What is asked →
Please reproduce the data below word for word, starting at the line that contains "on the street" and ending at the final line of the data.
# # # #
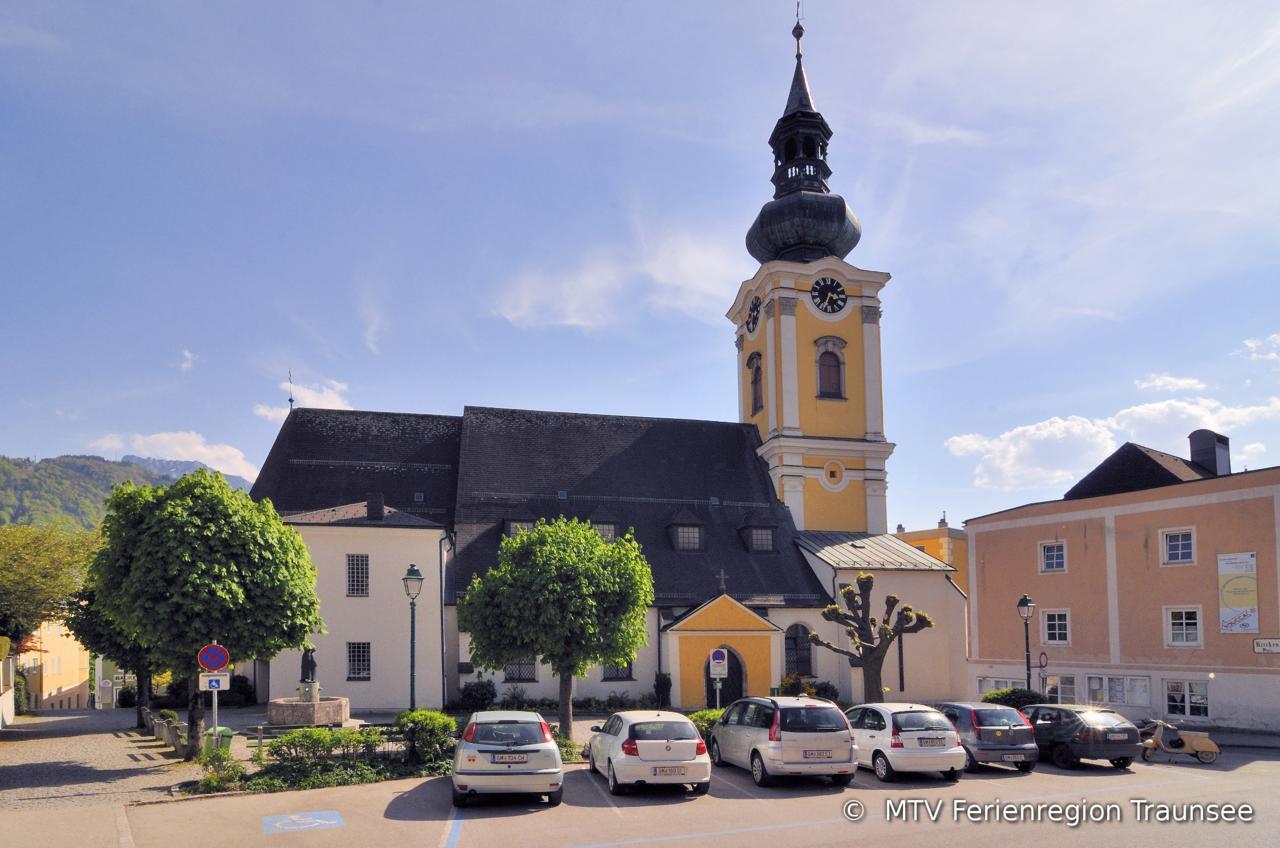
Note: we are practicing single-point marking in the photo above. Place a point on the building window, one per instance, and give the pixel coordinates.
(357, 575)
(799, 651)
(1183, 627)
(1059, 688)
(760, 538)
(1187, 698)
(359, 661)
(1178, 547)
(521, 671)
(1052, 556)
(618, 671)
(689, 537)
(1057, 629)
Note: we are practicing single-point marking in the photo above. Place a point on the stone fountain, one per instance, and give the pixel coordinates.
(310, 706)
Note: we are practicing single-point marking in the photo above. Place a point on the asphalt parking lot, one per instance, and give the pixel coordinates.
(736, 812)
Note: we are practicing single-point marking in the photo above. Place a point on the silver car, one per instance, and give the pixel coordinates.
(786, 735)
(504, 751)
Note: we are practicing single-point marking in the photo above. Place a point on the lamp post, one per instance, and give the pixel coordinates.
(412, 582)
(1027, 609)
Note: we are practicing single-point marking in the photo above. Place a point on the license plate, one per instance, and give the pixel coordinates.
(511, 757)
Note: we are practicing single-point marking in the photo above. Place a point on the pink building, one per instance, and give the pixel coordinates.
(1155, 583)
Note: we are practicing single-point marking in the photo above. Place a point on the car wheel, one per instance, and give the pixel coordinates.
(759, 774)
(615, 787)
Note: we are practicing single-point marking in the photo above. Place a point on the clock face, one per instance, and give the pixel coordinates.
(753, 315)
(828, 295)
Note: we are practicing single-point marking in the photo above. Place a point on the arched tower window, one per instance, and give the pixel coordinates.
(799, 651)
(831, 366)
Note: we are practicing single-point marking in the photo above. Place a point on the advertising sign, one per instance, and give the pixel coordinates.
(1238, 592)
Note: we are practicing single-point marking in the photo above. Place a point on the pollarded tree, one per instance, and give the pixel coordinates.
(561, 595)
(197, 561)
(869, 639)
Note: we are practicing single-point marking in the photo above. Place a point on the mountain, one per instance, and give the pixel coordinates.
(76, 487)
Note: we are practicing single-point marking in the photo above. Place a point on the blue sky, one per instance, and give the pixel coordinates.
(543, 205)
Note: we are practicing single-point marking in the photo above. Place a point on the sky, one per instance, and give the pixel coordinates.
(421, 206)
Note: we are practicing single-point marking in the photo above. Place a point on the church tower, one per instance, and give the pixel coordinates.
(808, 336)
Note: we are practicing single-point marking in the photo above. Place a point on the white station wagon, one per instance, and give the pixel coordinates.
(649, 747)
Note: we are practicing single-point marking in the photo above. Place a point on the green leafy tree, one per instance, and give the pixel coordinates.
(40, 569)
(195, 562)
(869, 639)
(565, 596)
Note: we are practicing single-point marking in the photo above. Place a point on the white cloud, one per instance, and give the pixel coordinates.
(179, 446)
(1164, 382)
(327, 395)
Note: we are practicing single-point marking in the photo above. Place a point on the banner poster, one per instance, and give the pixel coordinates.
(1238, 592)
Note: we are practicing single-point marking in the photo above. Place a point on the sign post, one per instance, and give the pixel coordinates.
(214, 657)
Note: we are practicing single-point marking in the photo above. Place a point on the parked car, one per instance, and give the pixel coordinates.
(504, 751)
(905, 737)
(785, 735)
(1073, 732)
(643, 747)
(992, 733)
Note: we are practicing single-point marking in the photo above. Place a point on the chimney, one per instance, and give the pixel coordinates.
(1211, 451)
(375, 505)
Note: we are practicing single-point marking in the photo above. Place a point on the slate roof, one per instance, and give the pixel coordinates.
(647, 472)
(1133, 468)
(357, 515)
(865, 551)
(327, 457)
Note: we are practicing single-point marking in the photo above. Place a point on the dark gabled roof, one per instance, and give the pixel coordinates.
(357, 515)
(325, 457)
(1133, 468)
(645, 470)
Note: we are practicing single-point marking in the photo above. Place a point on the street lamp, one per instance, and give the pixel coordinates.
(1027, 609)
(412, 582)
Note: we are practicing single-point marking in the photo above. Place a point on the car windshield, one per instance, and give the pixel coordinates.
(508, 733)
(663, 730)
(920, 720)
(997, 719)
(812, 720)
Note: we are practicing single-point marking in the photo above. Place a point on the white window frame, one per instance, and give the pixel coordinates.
# # # #
Final answer →
Note: we are practicing single-point marking in the photo above. Place a point on the street lamp, one per instance, and give the pixel coordinates.
(1027, 609)
(412, 582)
Note: we are practicing single-point marking in the photo above. Place a point on the car windshield, one per instance, and give the pixel coordinates.
(508, 733)
(663, 730)
(920, 720)
(997, 719)
(812, 720)
Note: we are practicing single-point marking in the photo above. Place a point on the white window frame, one per instance, and give the pixel coordinates.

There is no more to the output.